Criado em 2015, por iniciativa dos proprietários da extinta usina, os empresários Ricardo Pessoa de Queiroz e Bruna Simões Pessoa de Queiroz, sua mulher, o Arte na Usina tem como curadores convidados o artista plástico paraibano José Rufino e o artista plástico e cenógrafo paulistano Fábio Delduque, que há 15 anos realiza em uma fazenda localizada na cidade de Bragança Paulista, em São Paulo, o Festival Arte Serrinha.

Instituído oficialmente em dezembro de 2015, com a fundação da Associação Sociocultural e Ambiental Jacuípe e a realização da primeira edição, o Arte na Usina tem reunido, para além das atividades anuais, iniciativas regulares, a principal delas, uma escola de música.

Instalado em um imóvel que servia de residência para os químicos da Usina Santa Terezinha, o núcleo de formação musical atende hoje mais de 50 alunos que, aos poucos, desvendam os meandros de instrumentos de sopro e de cordas. O novo mundo aberto com o acesso à escola faz com que a maioria deles sonhe com uma carreira profissional na música clássica e, por que não?, com o ingresso em grandes orquestras, dentro e fora do País. Nada mal para quem, havia menos de três anos, se sentia ilhado em um vilarejo que, para muitos, tem a função de cidade-dormitório, uma vez que as oportunidades de trabalho em Água Preta são para lá de escassas.

Dados fornecidos:
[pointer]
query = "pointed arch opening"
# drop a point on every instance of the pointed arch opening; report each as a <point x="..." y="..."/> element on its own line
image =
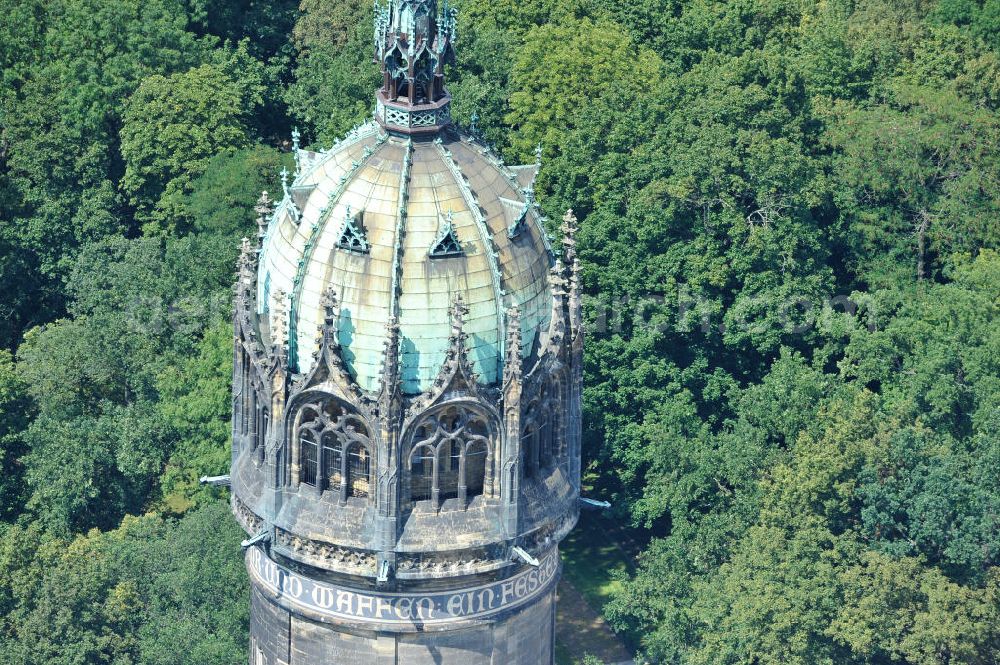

O que fazer:
**a)** Edite o trecho do texto sobre o Arte na Usina que começa nas palavras "Instalado em um" e termina após "lá de escassas.", substituindo "alunos" por "estudantes".
**b)** Com base no texto sobre o Arte na Usina, responda:
(i) Em que ano o Arte na Usina foi criado?
(ii) Em que cidade Fábio Delduque realiza o Festival Arte Serrinha?
(iii) Quantos alunos o núcleo de formação musical atende hoje?
Baseie-se exclusivamente no texto sobre o Arte na Usina.

Respostas:
**a)**
Instalado em um imóvel que servia de residência para os químicos da Usina Santa Terezinha, o núcleo de formação musical atende hoje mais de 50 estudantes que, aos poucos, desvendam os meandros de instrumentos de sopro e de cordas. O novo mundo aberto com o acesso à escola faz com que a maioria deles sonhe com uma carreira profissional na música clássica e, por que não?, com o ingresso em grandes orquestras, dentro e fora do País. Nada mal para quem, havia menos de três anos, se sentia ilhado em um vilarejo que, para muitos, tem a função de cidade-dormitório, uma vez que as oportunidades de trabalho em Água Preta são para lá de escassas.

**b)**
(i) Em 2015.
(ii) Em Bragança Paulista, em São Paulo.
(iii) Mais de 50 alunos.